WHAT YOU HAVE TO DO
When you restate the entries that follow, keep every word exactly and drop the pictures.

(Image point grounding data)
=== Begin Enclosure ===
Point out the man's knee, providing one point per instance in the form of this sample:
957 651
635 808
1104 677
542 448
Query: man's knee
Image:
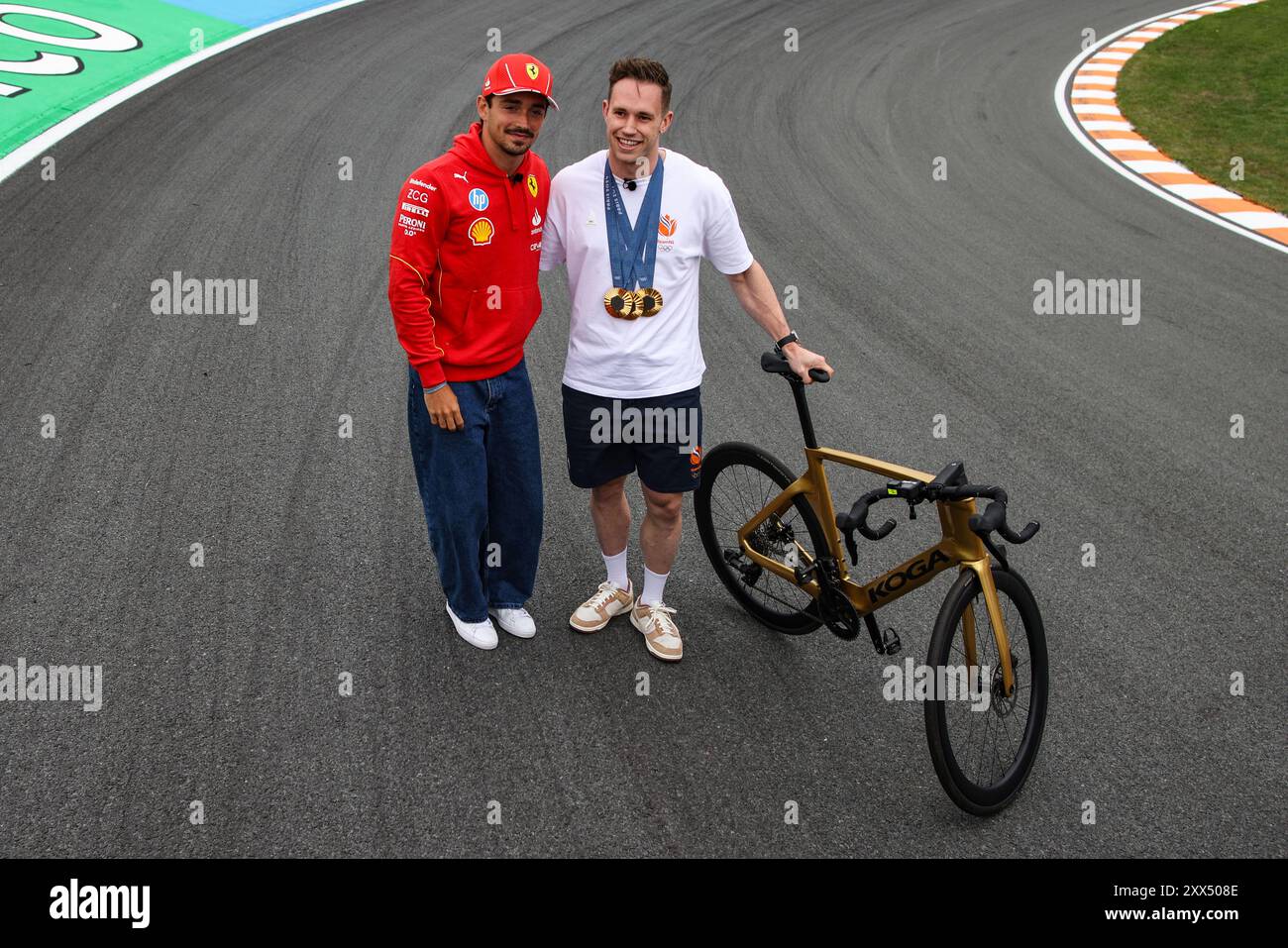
608 494
665 507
=== End Enclosure ===
EXPECTED ANSWER
Point out the man's knee, providing one point per instance in the form of this sample:
957 651
635 808
1104 677
542 448
Query: man's knee
Image:
608 494
665 507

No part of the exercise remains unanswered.